As Election Day nears in the District, we hear little about our health care system from the mayoral candidates.
Sharon Pratt Dixon and Maurice Turner debate the need for a new football stadium, but they don't deal with the fact that the number of patients treated each year by D.C. hospitals and clinics would fill the stadium many times over.
They announce plans for dealing with the city's infamous crime rate, but don't discuss how we will be able to afford treatment for those injured in the drug wars.
But the candidates should be addressing the fact that the city's health care system is in critical condition and its populace beleaguered. The District has an infant mortality rate that rivals that of the Third World and an alarming number of childhood deaths from intentional injury. It has a disturbingly high incidences of preventable heart disease and cancers, yet its under-funded clinics and prevention programs have been the first to be cut in tight financial times.
If elected, what would the candidates do about the 40 percent of D.C. citizens who have little or no health insurance, who therefore put off seeking care until they become critically ill and end up in the city's emergency rooms? Our ERs are overflowing, and all patients face long delays in treatment. The critically ill wait for beds filled by those needing unavailable long-term care, while people needing elective procedures vie for the same beds.

## Work to complete
Return, word for word, the part of the commentary on health care in the District from "Sharon Pratt Dixon" to "tight financial times.". The records are not needed.

Stored entries:
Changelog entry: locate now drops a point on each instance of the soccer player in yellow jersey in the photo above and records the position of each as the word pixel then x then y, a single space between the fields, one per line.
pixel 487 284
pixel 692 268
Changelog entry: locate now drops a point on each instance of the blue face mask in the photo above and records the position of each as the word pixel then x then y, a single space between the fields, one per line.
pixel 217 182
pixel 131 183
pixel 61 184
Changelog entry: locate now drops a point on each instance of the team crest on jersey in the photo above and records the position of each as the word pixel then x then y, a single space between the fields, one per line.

## Solution
Sharon Pratt Dixon and Maurice Turner debate the need for a new football stadium, but they don't deal with the fact that the number of patients treated each year by D.C. hospitals and clinics would fill the stadium many times over.
They announce plans for dealing with the city's infamous crime rate, but don't discuss how we will be able to afford treatment for those injured in the drug wars.
But the candidates should be addressing the fact that the city's health care system is in critical condition and its populace beleaguered. The District has an infant mortality rate that rivals that of the Third World and an alarming number of childhood deaths from intentional injury. It has a disturbingly high incidences of preventable heart disease and cancers, yet its under-funded clinics and prevention programs have been the first to be cut in tight financial times.